In Among the Market Forces?

by Gillian Hanscombe

In An Intimate Wilderness: Lesbian Writers on Sexuality Judith Barrington, Ed. (The Eighth Mountain Press, 1991), pp. 216-220.

It’s passion, not mere sex, that is the sure foundation of lesbian identity. And it’s passion, in my opinion, that drives a truly lesbian woman all the days of her life. Yes, I know, we’ve had it all explained, how falling in love is a patriarchal ploy to keep women enslaved; how freedom involves divesting sex of its signifiers, its imagery, so that we can all see it for what it is: just plain sex. Then, the explanation continues, we can throw off the traps of our sentimental gushings and have sex that is “fun,” or “friendly,” or invigorating (like cold showers?), or positively alienating, having had its human significance demythologised.

This originally feminist argument had just cause: it was founded in a critique of heterosexual propaganda whose tradition set women up, through a dazzle of fripperies and social image pressure, to fall prey to the myth of romantic courtship and marriage. Scrupulously feminists first analysed, and then denounced, the hidden agenda of such romance: enforced dependence, enforced inequality, and enforced servitude. Romance was out, they advised: autonomy, liberated sex, self-determination were in.

> _Data section_
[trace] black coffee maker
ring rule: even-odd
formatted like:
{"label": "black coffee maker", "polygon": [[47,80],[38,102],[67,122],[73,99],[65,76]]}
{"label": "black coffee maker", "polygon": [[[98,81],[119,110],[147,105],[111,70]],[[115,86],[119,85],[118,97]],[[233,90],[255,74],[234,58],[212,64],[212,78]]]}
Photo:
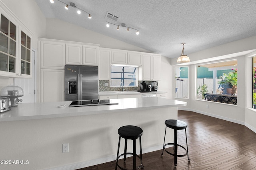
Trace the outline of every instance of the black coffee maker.
{"label": "black coffee maker", "polygon": [[145,82],[145,81],[143,81],[142,82],[140,83],[140,90],[138,91],[138,92],[147,92],[147,84]]}
{"label": "black coffee maker", "polygon": [[151,86],[152,87],[152,91],[157,91],[157,81],[153,81],[151,83]]}

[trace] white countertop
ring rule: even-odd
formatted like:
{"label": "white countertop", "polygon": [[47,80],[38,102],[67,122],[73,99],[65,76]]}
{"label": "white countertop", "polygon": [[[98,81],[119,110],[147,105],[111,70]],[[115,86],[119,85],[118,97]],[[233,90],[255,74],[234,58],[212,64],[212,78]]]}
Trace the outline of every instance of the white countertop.
{"label": "white countertop", "polygon": [[150,92],[140,92],[137,91],[124,91],[124,92],[118,91],[108,91],[99,92],[99,96],[110,96],[110,95],[120,95],[125,94],[156,94],[166,93],[165,92],[159,91],[152,91]]}
{"label": "white countertop", "polygon": [[[20,103],[17,107],[0,113],[0,121],[36,119],[121,112],[152,108],[184,106],[187,103],[162,98],[110,99],[118,104],[70,107],[72,102]],[[66,105],[59,107],[61,105]]]}

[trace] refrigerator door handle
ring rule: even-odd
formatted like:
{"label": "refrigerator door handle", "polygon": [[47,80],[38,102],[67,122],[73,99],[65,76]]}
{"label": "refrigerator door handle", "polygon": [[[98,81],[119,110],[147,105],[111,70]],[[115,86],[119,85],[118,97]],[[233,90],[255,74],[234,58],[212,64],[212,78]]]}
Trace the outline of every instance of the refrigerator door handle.
{"label": "refrigerator door handle", "polygon": [[80,78],[80,74],[77,74],[77,90],[78,94],[78,100],[80,100],[80,98],[81,97],[80,92],[81,92],[81,79]]}

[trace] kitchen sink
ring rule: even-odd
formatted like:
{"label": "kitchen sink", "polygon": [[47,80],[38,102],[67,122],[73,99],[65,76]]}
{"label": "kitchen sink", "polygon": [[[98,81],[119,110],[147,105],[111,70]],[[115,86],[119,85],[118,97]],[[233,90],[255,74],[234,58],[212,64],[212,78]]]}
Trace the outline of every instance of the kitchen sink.
{"label": "kitchen sink", "polygon": [[133,91],[124,91],[123,92],[115,92],[116,93],[119,94],[126,94],[126,93],[139,93],[138,92],[134,92]]}

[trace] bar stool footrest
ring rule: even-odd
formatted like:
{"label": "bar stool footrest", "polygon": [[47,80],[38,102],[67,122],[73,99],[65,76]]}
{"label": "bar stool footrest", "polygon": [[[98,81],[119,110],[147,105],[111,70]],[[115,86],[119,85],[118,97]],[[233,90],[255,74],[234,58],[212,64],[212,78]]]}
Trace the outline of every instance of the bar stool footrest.
{"label": "bar stool footrest", "polygon": [[[167,152],[169,154],[171,154],[171,155],[172,155],[172,156],[175,156],[175,155],[174,154],[173,154],[172,153],[171,153],[171,152],[168,152],[167,150],[166,150],[166,149],[165,149],[165,146],[167,146],[167,145],[174,145],[174,143],[166,143],[166,144],[164,145],[164,150],[165,150],[165,151],[166,152]],[[177,144],[177,146],[178,146],[179,147],[182,147],[182,148],[184,149],[184,150],[186,151],[186,153],[185,154],[182,154],[182,155],[178,155],[178,154],[177,154],[176,155],[177,156],[182,157],[182,156],[186,156],[187,155],[187,154],[188,154],[188,151],[187,151],[187,150],[184,147],[183,147],[183,146],[181,146],[180,145]]]}
{"label": "bar stool footrest", "polygon": [[[128,154],[130,154],[130,155],[133,155],[133,153],[132,153],[132,152],[127,152],[126,154],[125,153],[123,153],[122,154],[121,154],[120,155],[118,156],[118,158],[117,160],[116,160],[116,162],[117,162],[117,166],[118,167],[118,168],[119,168],[120,169],[121,169],[122,170],[133,170],[133,169],[125,169],[124,168],[123,168],[121,167],[121,166],[119,166],[119,165],[118,165],[118,160],[119,159],[119,158],[120,158],[120,157],[121,156],[124,156],[125,155],[127,155]],[[142,160],[141,159],[141,158],[140,158],[140,156],[139,155],[138,155],[138,154],[136,154],[136,156],[137,156],[137,157],[139,158],[140,159],[140,165],[137,168],[136,168],[136,169],[140,169],[141,167],[142,167],[142,168],[143,168],[143,166],[142,165]]]}

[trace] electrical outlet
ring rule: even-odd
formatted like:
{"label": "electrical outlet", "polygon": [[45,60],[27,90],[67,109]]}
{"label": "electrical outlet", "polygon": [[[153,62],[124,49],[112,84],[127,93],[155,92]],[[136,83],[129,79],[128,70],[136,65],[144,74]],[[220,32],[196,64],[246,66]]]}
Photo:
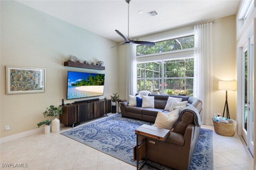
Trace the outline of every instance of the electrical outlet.
{"label": "electrical outlet", "polygon": [[11,128],[10,127],[10,126],[9,125],[6,125],[6,126],[5,126],[5,130],[6,131],[8,131],[9,130],[10,130]]}

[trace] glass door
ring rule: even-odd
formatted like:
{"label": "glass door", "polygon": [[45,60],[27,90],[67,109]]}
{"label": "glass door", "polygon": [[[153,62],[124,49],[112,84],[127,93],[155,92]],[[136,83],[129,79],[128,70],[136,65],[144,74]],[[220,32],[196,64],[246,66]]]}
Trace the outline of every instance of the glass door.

> _Problems to work on_
a: Rewrite the stretch of the essay on lesbian passion from "In Among the" through "1991), pp. 216-220.", replacing "Market Forces" with "Market Pressures".
b: According to the essay on lesbian passion, what is the sure foundation of lesbian identity?
c: Continue the essay on lesbian passion from the point where it stops.

> _In response_
a:
In Among the Market Pressures?

by Gillian Hanscombe

In An Intimate Wilderness: Lesbian Writers on Sexuality Judith Barrington, Ed. (The Eighth Mountain Press, 1991), pp. 216-220.

b: Passion, not mere sex, is the sure foundation of lesbian identity.

c:
For lesbians this–like all heterosexual feminist commentary–carried oblique ironies. Lesbians never had been enjoined (let alone permitted) to marry each other; nor had lesbian romance been conceived as a relationship between unequals. Nevertheless, many lesbian women took heart from this kind of feminist analysis and began to explore, both in life and in theory, what demythologised sex might mean. Some soon became aware of an obvious truth: that no human action can be divested of myth, of symbolism, of significance. What happens when a myth is successfully challenged is simply that another myth takes its place. And the myth currently being implanted in what some lesbians call lesbian erotica is a far more degrading one than anything the myth of lesbian passion might have invented.

Other lesbians, despite the feminist call for autonomous sex, have persisted in searching for “the real thing” or, having found it, have persisted in throwing everything else aside in order to keep and protect it. The real thing is lesbian passion: a fully expressed and reciprocated celebration of our femaleness, its flesh, words, perceptions, judgments, feelings, hopes; its past and its future, everything that has been ours and will remain ours.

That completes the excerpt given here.